===== Exercise input =====

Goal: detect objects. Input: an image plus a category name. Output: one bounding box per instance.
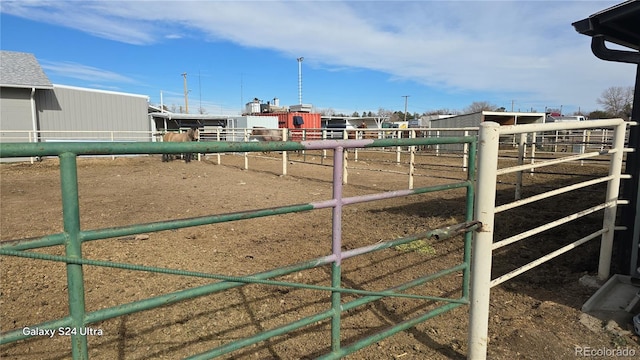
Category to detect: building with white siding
[0,50,150,142]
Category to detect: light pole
[182,73,189,114]
[297,57,304,105]
[402,95,411,121]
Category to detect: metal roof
[571,0,640,50]
[0,50,53,89]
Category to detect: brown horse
[162,128,200,163]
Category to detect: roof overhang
[0,83,53,90]
[149,112,233,120]
[571,0,640,64]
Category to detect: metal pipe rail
[0,137,480,359]
[468,119,635,360]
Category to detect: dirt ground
[0,153,640,359]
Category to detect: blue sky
[0,0,635,115]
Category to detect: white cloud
[2,1,632,109]
[40,60,135,83]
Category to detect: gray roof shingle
[0,50,53,89]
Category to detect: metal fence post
[467,122,500,360]
[60,153,89,360]
[598,122,627,281]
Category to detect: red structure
[255,112,322,141]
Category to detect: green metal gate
[0,137,479,359]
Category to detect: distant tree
[596,86,633,120]
[464,101,497,114]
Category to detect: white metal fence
[468,119,635,360]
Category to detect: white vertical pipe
[29,87,38,164]
[514,133,527,200]
[282,128,289,175]
[342,148,349,184]
[409,130,416,189]
[467,122,500,360]
[529,132,537,176]
[462,130,469,171]
[396,130,402,165]
[598,120,627,281]
[242,129,250,170]
[216,127,222,165]
[110,131,116,160]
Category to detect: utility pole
[402,95,411,121]
[296,57,304,105]
[182,73,189,114]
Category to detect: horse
[162,128,200,163]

=====

Task description
Copy out the lines from the one containing "Category to detect: blue sky" up to and including the one containing "[110,131,116,160]", swapping "distant tree" for "far-off tree" and leaving everything else unchanged.

Result for this exercise
Category to detect: blue sky
[0,0,635,115]
Category to detect: white cloud
[2,1,632,109]
[40,60,135,83]
Category to detect: gray roof shingle
[0,50,53,89]
Category to detect: metal fence post
[467,122,500,360]
[60,153,89,360]
[598,122,627,281]
Category to detect: red structure
[255,112,322,141]
Category to detect: green metal gate
[0,137,479,359]
Category to detect: far-off tree
[596,86,633,120]
[464,101,497,114]
Category to detect: white metal fence
[468,119,635,360]
Category to detect: white vertical pipe
[29,87,38,164]
[514,133,527,200]
[282,128,289,175]
[342,148,349,184]
[409,130,416,189]
[467,122,500,360]
[529,132,537,176]
[462,130,469,171]
[396,130,402,165]
[598,120,627,281]
[242,129,250,170]
[216,127,222,165]
[110,131,116,160]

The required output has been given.